> **EXTRAIT PRÉSENTÉ**
....................

Selon le porte-parole américain, "la communauté internationale comprend et appuie les intérêts légitimes du peuple bolivien et le prie de les exprimer et de les promouvoir uniquement par des moyens démocratiques et pacifiques". Washington rejette ainsi implicitement sur l'opposition ethnique et syndicale bolivienne la responsabilité de la crise.

L'internationalisation de la crise bolivienne passe aussi par l'Organisation des Etats américains (OEA), que
Condoleezza Rice, conseillère à la Sécurité nationale du président George W. Bush, a invité à "donner son appui total à l'ordre constitutionnel en Bolivie".

Le président Sanchez de Lozada veut "mettre en déroute les séditieux"

Auparavant, s'adressant à la presse dans sa résidence présidentielle de La Paz à l'issue d'une réunion avec son cabinet et les chefs de l'armée, Gonzalo Sanchez de Lozada avait affirmé qu'il ne démissionnerait pas. Promettant de "rétablir l'ordre" et de "mettre en déroute les séditieux", il se présentait comme la cible d'une tentative de putsch "financée de l'extérieur" et menée par la gauche autochtone, conduite par les leaders indiens Evo Morales et Felipe Quispe, figures de proue de la "guerre du gaz".

Ces deux ex-candidats à la présidence (la somme de leurs voix à la présidentielle de juin 2002 fut de 27%) sont connus pour leur antiaméricanisme et leur hostilité à la globalisation. La "guerre du gaz" mobilise toutefois aussi les principaux syndicats et de nombreux collectifs locaux de La Paz, El Alto, Cochabamba, Oruro, etc. Leur mobilisation prétend mettre les réserves de gaz naturel bolivien -les plus importantes d'Amérique du Sud après celles du Venezuela- au service prioritaire des Boliviens. Une éventuelle exportation via le Chili -le Pérou est aussi envisagé- est en outre contestée sur une base nationaliste, le Chili ayant conquis au 19 siècle, lors de la guerre du Pacifique, la façade maritime de la Bolivie, privée depuis d'accès à la mer.

....................

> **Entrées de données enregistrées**

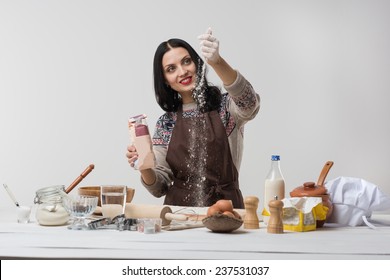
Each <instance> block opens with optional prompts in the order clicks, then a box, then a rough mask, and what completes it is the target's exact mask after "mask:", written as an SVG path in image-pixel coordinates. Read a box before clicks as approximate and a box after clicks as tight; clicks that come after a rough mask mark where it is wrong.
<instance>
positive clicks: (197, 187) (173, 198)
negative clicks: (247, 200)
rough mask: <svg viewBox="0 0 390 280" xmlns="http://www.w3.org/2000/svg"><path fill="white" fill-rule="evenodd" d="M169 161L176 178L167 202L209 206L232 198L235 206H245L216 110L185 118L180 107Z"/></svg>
mask: <svg viewBox="0 0 390 280" xmlns="http://www.w3.org/2000/svg"><path fill="white" fill-rule="evenodd" d="M167 162H168V164H169V166H170V168H171V170H172V172H173V175H174V181H173V183H172V186H170V188H169V189H168V192H167V194H166V196H165V201H164V204H168V205H178V206H197V207H202V206H203V207H206V206H211V205H212V204H214V203H215V202H216V201H217V200H220V199H229V200H232V202H233V206H234V208H244V203H243V198H242V194H241V191H240V189H239V183H238V172H237V169H236V167H235V165H234V163H233V160H232V156H231V153H230V146H229V141H228V137H227V136H226V129H225V127H224V125H223V123H222V121H221V118H220V116H219V114H218V112H217V111H211V112H208V113H204V114H200V115H197V116H191V117H186V118H183V112H182V108H180V109H179V110H178V113H177V120H176V124H175V127H174V129H173V132H172V136H171V140H170V143H169V146H168V152H167Z"/></svg>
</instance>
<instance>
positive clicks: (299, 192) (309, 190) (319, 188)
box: [290, 182, 327, 197]
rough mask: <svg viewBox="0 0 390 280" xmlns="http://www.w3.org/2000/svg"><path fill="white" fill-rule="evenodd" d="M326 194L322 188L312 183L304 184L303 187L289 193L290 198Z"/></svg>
mask: <svg viewBox="0 0 390 280" xmlns="http://www.w3.org/2000/svg"><path fill="white" fill-rule="evenodd" d="M324 194H327V191H326V188H325V187H324V186H319V185H316V184H315V183H314V182H306V183H304V184H303V186H300V187H297V188H295V189H294V190H292V191H291V192H290V196H291V197H303V196H318V195H324Z"/></svg>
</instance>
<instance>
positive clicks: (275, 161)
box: [262, 155, 285, 224]
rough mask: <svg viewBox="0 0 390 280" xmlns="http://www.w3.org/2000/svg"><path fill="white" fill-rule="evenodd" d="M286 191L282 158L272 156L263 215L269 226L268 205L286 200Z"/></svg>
mask: <svg viewBox="0 0 390 280" xmlns="http://www.w3.org/2000/svg"><path fill="white" fill-rule="evenodd" d="M284 189H285V185H284V178H283V175H282V171H281V169H280V156H279V155H272V156H271V168H270V170H269V172H268V175H267V177H266V179H265V183H264V209H263V212H262V215H263V221H264V223H265V224H268V220H269V217H270V211H269V206H268V203H269V202H270V201H271V200H274V199H275V198H277V199H278V200H282V199H283V198H284Z"/></svg>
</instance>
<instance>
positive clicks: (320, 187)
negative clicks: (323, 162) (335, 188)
mask: <svg viewBox="0 0 390 280" xmlns="http://www.w3.org/2000/svg"><path fill="white" fill-rule="evenodd" d="M332 166H333V161H327V162H326V163H325V165H324V167H323V168H322V171H321V174H320V176H319V178H318V181H317V184H316V183H314V182H306V183H304V184H303V185H302V186H299V187H297V188H295V189H294V190H292V191H291V192H290V196H291V197H321V198H322V204H323V205H324V206H326V207H327V208H328V212H327V213H326V219H325V220H317V227H322V226H323V225H324V224H325V221H326V220H327V219H328V218H329V217H330V216H331V215H332V212H333V203H332V201H331V200H330V198H329V194H328V192H327V190H326V188H325V185H324V183H325V178H326V176H327V175H328V173H329V170H330V168H331V167H332Z"/></svg>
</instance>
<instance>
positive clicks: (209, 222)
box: [202, 213, 243, 233]
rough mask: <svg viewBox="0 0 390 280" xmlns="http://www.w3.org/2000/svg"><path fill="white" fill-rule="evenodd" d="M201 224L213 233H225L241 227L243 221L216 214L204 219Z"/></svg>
mask: <svg viewBox="0 0 390 280" xmlns="http://www.w3.org/2000/svg"><path fill="white" fill-rule="evenodd" d="M202 223H203V224H204V225H205V226H206V227H207V228H208V229H209V230H211V231H213V232H219V233H227V232H232V231H234V230H236V229H238V228H239V227H241V225H242V223H243V220H242V219H238V218H232V217H229V216H226V215H223V214H220V213H217V214H214V215H211V216H208V217H206V218H204V219H203V220H202Z"/></svg>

....................

> **PARTIES DE L'EXERCICE**
a: Répondez aux questions suivantes sur le texte consacré à la crise bolivienne, en marquant chaque réponse du même repère :
(i) Quelle organisation Condoleezza Rice a-t-elle invitée à donner son appui total à l'ordre constitutionnel en Bolivie ?
(ii) Quels leaders indiens conduisent la gauche autochtone désignée par Gonzalo Sanchez de Lozada ?
(iii) Quel pays d'Amérique du Sud détient des réserves de gaz naturel plus importantes que celles de la Bolivie ?
b: Prolongez le texte sur la crise bolivienne et la « guerre du gaz » à la suite de sa dernière phrase.

> **RÉPONSES PAR CONSIGNE**
a:
(i) L'Organisation des Etats américains (OEA).
(ii) Evo Morales et Felipe Quispe.
(iii) Le Venezuela.

b:
Les manifestants réclament également la démission du président bolivien, qu'ils qualifient de "vendeur de la patrie". La "guerre du gaz" rallie en outre les adversaires de la globalisation et en particulier du projet de Zone de libre-échange des Amériques (ZLEA ou, en espagnol, ALCA) que Washington voudrait instaurer, à partir de 2005, de l'Alaska à la Terre de Feu.

"A quoi bon un dialogue parmi les morts?"

Dans l'espoir de faire baisser la tension, le président Sanchez de Lozada a décidé, par décret, de ne pas ouvrir de nouveaux marchés au gaz bolivien (déjà exporté vers le Brésil), le temps d'un "dialogue entre Boliviens et organisations de la société civile, de consultations et de débats", qui devront se conclure avant le 31 décembre prochain.

"A quoi bon un dialogue parmi les morts?"  réplique
Jaime Solares, secrétaire exécutif de la Centrale ouvrière bolivienne (COB). Cette centrale syndicale, la première du pays, multiplie depuis plusieurs semaines, contre l'exportation du gaz,  les appels à la grève générale, suivie de manières diverses selon les régions.

"Après le massacre du peuple", le président "n'a plus aucune autorité morale" pour participer à un dialogue prétend l'Indien aymara Felipe Quispe, dirigeant de la Confédération syndicale des travailleurs agricoles.

Quant à Evo Morales, porte-parole de 30.000 familles de cocaleros (cultivateurs de coca) et député du Mouvement vers le socialisme (MAS, premier parti de l'opposition), il rejette aussi le dialogue proposé par le chef de l'Etat, car il n'est que "consultatif" et ne prévoit pas la convocation d'un référendum sur la question du gaz. "Les mobilisations et le blocage de routes se poursuivront jusqu'à la démission de Gonzalo Sanchez de Lozada" ajoute le leader autochtone.

Evo Morales croit que la démission du chef de l'Etat et son remplacement par le vice-président Carlos Mesa seraient le point de départ d'une solution constitutionnelle à la crise.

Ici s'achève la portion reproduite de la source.